Une guerre qui a pris aussi une dimension médiatique alarmante où les divers médias se lancent dans des diatribes violentes selon leur positionnement idéologique, et financier surtout, vis-à-vis de tel ou tel clan. Les médias proches du patron du DRS n’ont, donc, pas tardé à réagir pour descendre en flammes Amar Saïdani qui a lancé de graves accusations à l’encontre du général Toufik. Et pour défendre leur «poulain», certain média n’ont pas hésité à outrepasser toutes les limites de la déontologie et de l’éthique. Il en est ainsi du Jeune Indépendant, un quotidien national dont l’existence remonte à 1990, qui s’est rendu coupable, mardi matin, d’une grave dérive médiatique en mettant à sa Une un titre choquant, insultant et pour le moins que l’on puisse dire «honteux».

[Données d'annotation par points]
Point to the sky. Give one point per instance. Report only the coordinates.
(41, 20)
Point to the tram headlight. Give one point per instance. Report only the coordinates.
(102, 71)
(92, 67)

*PROBLÈME COURT 1*
Indiquez si chacune de ces affirmations concorde avec le texte sur la guerre médiatique, en répondant par oui ou non et en citant les mots du texte qui tranchent : (a) Le Jeune Indépendant est un quotidien national né en 1990. (b) Amar Saïdani a porté des accusations contre le général Toufik. (c) Le titre mis en cause est paru un jeudi matin.
*PROBLÈME COURT 2*
Prolongez le texte sur la guerre médiatique à la suite de sa dernière phrase.
Les enregistrements ne sont pas utiles ici.

*RÉPONSE 1*
(a) Oui : « un quotidien national dont l’existence remonte à 1990 ».
(b) Oui : « Amar Saïdani qui a lancé de graves accusations à l’encontre du général Toufik ».
(c) Non : « mardi matin ».

*RÉPONSE 2*
«Quand un Homo provoque un Homme» ! La voila donc la Une de ce quotidien algérien qui confond l’insulte, l’invective avec la critique journalistique. Amar Saïdani est donc qualifié publiquement de «homosexuel» comme si son orientation sexuelle expliquait réellement ses prises de position ou la virulence de ses déclarations. Faut-il déduire que toute personne qui s’attaque au général Toufik est par conséquent «homosexuel», à savoir un homme qui manque de virilité, d’honneur et de dignité ? C’est le message que veut nous délivrer ce quotidien national qui bénéficie de la manne publicitaire publique, et donc de l’argent du contribuable algérien ? Pourquoi mêler la sexualité, les mœurs au débat politique même si celui-ci s’apparaît violent et électrique ? Toutes ces questions, le ministère de la communication, si prompt à donner des leçons de morales à la presse notamment les sites d’information qui ne sont toujours pas reconnus légalement en Algérie, devrait se les poser sérieusement pour expliquer au citoyen algérien comment une telle dérive médiatique peut se produire sans que cela ne soulève pas l’indignation des autorités publiques.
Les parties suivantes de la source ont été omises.